◆ Exercise set:
(a) In the text on coexisting information diffusions, what does the name TWPDA stand for?
(b) Reproduce word for word the part of the text on coexisting information diffusions starting at "The paper tackles" and ending at "are extremely sparse.".

◆ Source document:
____________
Collaborative Inference of Coexisting Information Diffusions

Recently, \textit{diffusion history inference} has become an emerging research topic due to its great benefits for various applications, whose purpose is to reconstruct the missing histories of information diffusion traces according to incomplete observations. The existing methods, however, often focus only on single information diffusion trace, while in a real-world social network, there often coexist multiple information diffusions over the same network. In this paper, we propose a novel approach called Collaborative Inference Model (CIM) for the problem of the inference of coexisting information diffusions. By exploiting the synergism between the coexisting information diffusions, CIM holistically models multiple information diffusions as a sparse 4th-order tensor called Coexisting Diffusions Tensor (CDT) without any prior assumption of diffusion models, and collaboratively infers the histories of the coexisting information diffusions via a low-rank approximation of CDT with a fusion of heterogeneous constraints generated from additional data sources. To improve the efficiency, we further propose an optimal algorithm called Time Window based Parallel Decomposition Algorithm (TWPDA), which can speed up the inference without compromise on the accuracy by utilizing the temporal locality of information diffusions. The extensive experiments conducted on real world datasets and synthetic datasets verify the effectiveness and efficiency of CIM and TWPDA.

💡 Research Summary

The paper tackles the problem of reconstructing the complete histories of multiple information diffusions that coexist on the same social network. Traditional diffusion‑history inference methods focus on a single cascade and rely on explicit diffusion models (e.g., Independent Cascade), which limits their applicability when several memes spread simultaneously and observations are extremely sparse.
To address this, the authors introduce the Collaborative Inference Model (CIM). They encode all infections of M memes over N nodes across Q time steps into a fourth‑order tensor A∈ℝ^{N×N×M×Q}, called the Coexisting Diffusions Tensor (CDT). Each entry records how many times a source node infected a destination node with a particular meme at a specific time. Because the observed entries are only a tiny fraction of the tensor, they approximate A by a Tucker decomposition: a core tensor G of rank R and four factor matrices S (source), D (destination), C (meme), and T (time).
____________
◆ Dataset records:
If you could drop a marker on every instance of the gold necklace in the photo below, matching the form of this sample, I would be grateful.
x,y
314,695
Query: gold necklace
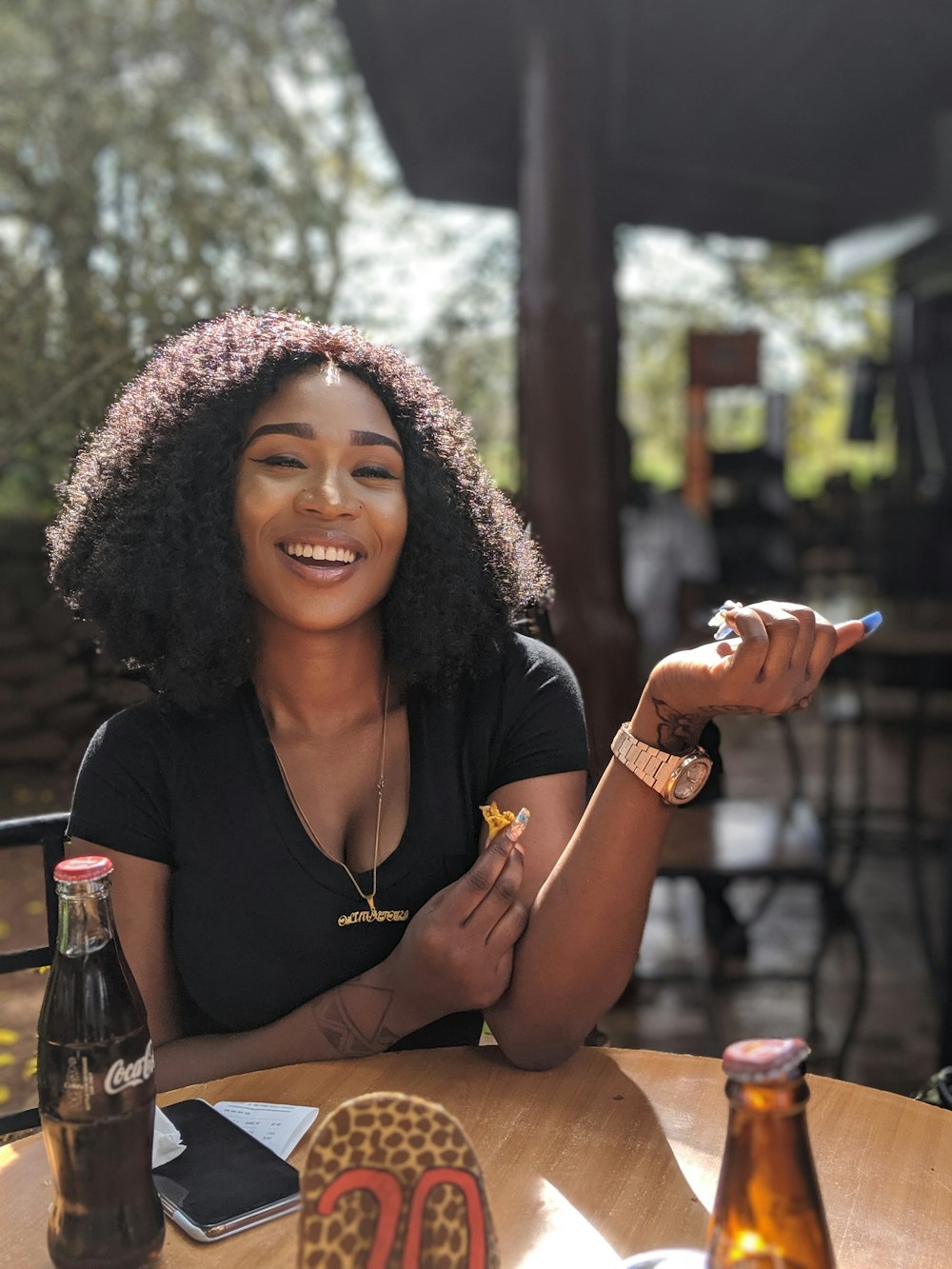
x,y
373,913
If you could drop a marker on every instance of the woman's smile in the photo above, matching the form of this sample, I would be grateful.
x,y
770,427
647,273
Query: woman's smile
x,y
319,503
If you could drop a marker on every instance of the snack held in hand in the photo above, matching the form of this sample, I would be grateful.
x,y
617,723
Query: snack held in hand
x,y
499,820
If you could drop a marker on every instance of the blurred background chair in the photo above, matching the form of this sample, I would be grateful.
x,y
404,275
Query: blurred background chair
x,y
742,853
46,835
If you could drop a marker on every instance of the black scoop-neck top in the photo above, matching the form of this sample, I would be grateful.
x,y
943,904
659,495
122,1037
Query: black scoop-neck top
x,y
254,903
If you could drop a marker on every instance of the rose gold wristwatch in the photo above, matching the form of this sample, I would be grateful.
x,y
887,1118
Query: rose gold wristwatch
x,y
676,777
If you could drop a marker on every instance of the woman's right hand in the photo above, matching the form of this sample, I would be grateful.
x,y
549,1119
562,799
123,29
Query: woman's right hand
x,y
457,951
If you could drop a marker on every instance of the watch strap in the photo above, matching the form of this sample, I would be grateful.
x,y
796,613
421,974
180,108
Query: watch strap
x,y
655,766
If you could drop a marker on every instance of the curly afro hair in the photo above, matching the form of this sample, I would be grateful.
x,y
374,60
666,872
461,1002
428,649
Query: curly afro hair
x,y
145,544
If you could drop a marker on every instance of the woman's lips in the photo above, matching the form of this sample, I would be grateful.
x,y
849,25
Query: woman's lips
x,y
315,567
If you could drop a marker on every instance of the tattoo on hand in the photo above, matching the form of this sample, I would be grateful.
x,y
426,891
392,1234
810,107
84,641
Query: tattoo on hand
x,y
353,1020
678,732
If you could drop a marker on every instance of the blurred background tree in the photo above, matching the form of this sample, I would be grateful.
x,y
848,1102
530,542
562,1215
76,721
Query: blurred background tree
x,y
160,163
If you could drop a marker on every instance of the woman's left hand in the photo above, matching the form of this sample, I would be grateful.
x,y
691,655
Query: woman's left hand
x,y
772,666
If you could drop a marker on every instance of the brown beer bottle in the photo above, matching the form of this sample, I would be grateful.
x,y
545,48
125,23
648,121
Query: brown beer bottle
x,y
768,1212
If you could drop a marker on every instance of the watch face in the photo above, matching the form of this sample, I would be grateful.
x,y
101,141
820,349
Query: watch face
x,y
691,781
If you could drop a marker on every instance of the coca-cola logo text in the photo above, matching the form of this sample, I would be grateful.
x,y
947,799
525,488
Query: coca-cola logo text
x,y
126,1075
____________
◆ Results of the exercise:
(a) Time Window based Parallel Decomposition Algorithm

(b)
The paper tackles the problem of reconstructing the complete histories of multiple information diffusions that coexist on the same social network. Traditional diffusion‑history inference methods focus on a single cascade and rely on explicit diffusion models (e.g., Independent Cascade), which limits their applicability when several memes spread simultaneously and observations are extremely sparse.